Excerpted records:
== == ==

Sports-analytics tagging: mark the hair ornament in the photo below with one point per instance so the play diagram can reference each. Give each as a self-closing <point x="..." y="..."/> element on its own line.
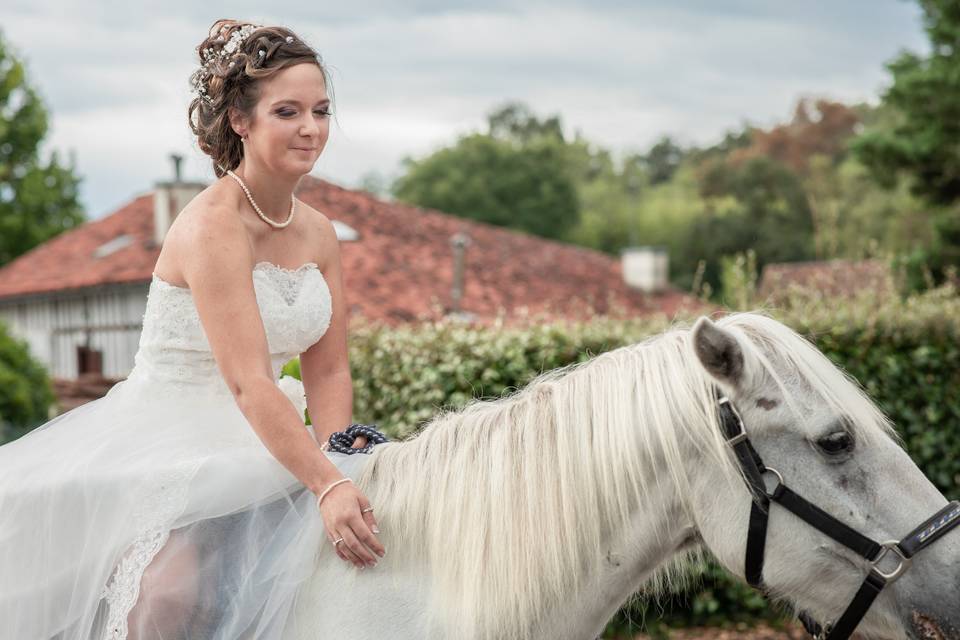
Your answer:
<point x="211" y="58"/>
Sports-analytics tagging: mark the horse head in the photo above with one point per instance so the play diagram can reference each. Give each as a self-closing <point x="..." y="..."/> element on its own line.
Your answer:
<point x="828" y="443"/>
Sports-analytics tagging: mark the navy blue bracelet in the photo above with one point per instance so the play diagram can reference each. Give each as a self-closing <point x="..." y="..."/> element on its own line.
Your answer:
<point x="342" y="441"/>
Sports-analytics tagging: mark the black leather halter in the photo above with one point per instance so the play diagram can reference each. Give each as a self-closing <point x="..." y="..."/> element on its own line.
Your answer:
<point x="902" y="552"/>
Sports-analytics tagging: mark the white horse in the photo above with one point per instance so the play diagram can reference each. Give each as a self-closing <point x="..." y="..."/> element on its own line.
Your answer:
<point x="536" y="516"/>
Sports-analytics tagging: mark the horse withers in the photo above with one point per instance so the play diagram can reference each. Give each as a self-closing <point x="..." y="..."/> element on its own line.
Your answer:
<point x="537" y="515"/>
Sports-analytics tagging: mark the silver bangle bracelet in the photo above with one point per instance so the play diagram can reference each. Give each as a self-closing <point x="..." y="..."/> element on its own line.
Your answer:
<point x="327" y="490"/>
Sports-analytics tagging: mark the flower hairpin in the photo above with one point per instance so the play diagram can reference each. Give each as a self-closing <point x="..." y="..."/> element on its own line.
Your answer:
<point x="212" y="57"/>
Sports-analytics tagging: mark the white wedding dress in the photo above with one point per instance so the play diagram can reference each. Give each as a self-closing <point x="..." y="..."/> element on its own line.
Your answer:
<point x="165" y="461"/>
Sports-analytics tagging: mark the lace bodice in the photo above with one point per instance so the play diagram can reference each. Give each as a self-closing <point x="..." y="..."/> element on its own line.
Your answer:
<point x="295" y="306"/>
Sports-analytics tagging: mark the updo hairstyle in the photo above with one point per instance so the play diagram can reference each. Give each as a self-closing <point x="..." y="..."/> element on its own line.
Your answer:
<point x="233" y="81"/>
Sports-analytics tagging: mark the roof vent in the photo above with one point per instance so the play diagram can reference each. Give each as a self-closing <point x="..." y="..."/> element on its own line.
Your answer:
<point x="169" y="199"/>
<point x="113" y="245"/>
<point x="646" y="268"/>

== == ==

What you have to do: Without the pictures, repeat the listing word for word.

Result of this task:
Sports-analytics tagging: mark the hair ornament in the photo below with one point per instance so the play diagram can reference each. Give each as a self-closing <point x="..." y="..."/> element on its own line.
Your answer:
<point x="211" y="58"/>
Sports-analytics tagging: mark the horse head in the photo above with one point per instance so the play diagram can reference each. Give each as a self-closing <point x="..." y="..."/> element on its own line.
Your answer:
<point x="828" y="443"/>
Sports-analytics tagging: mark the navy blue bracelet in the photo above with one point per instance so the play diagram can reference each. Give each as a self-closing <point x="..." y="..."/> element on its own line.
Your answer:
<point x="342" y="441"/>
Sports-analytics tagging: mark the black leather halter in the photo above with one point per instance so the play diagram can reference each. Give each as a self-closing <point x="..." y="..."/> element on its own line.
Your answer:
<point x="902" y="552"/>
Sports-analytics tagging: mark the white horse in the photo above with one point per instance so the play diagram can reference each. Give each as a self-closing <point x="..." y="..."/> element on its own line.
Your answer:
<point x="536" y="516"/>
Sports-analytics tagging: mark the horse withers in the photo above with one point per instance so the play diagram can reference each. Give each as a self-closing <point x="..." y="..."/> element on its own line.
Your answer:
<point x="537" y="515"/>
Sports-analytics tagging: mark the silver bangle bracelet in the photo above with one point per instance so the play diagram can reference each. Give each as a self-closing <point x="..." y="..."/> element on its own line.
Your answer:
<point x="327" y="490"/>
Sports-analytics tagging: mark the flower hairpin in the photo above with one point per instance so the play diagram can reference each. Give each as a self-closing <point x="..." y="..."/> element on its own line.
Your answer:
<point x="212" y="57"/>
Sports-analytics tagging: mark the white wedding dress in the photo above with one point per instance so the play diagram can reference each. Give each as a self-closing <point x="..." y="..."/> element on its own line.
Your answer:
<point x="165" y="461"/>
Sports-analytics tagging: mark the lace bodice in the photo above with one point per instance so the play diagram can reference each. Give each as a self-closing <point x="..." y="..."/> element on its own line.
Your answer:
<point x="295" y="306"/>
Sports-analytics tagging: mark the updo hairstyle in the photo above with one point per instance so the play diagram can reference each. Give each as a self-closing <point x="..." y="..."/> element on its own line.
Your answer:
<point x="233" y="81"/>
Sports-analytics tagging: mark the roof vent in the photo above with one point per instance so the play diagram can reference each. Give each as a self-closing <point x="..." y="..."/> element on its own line.
Your answer:
<point x="169" y="199"/>
<point x="113" y="245"/>
<point x="646" y="268"/>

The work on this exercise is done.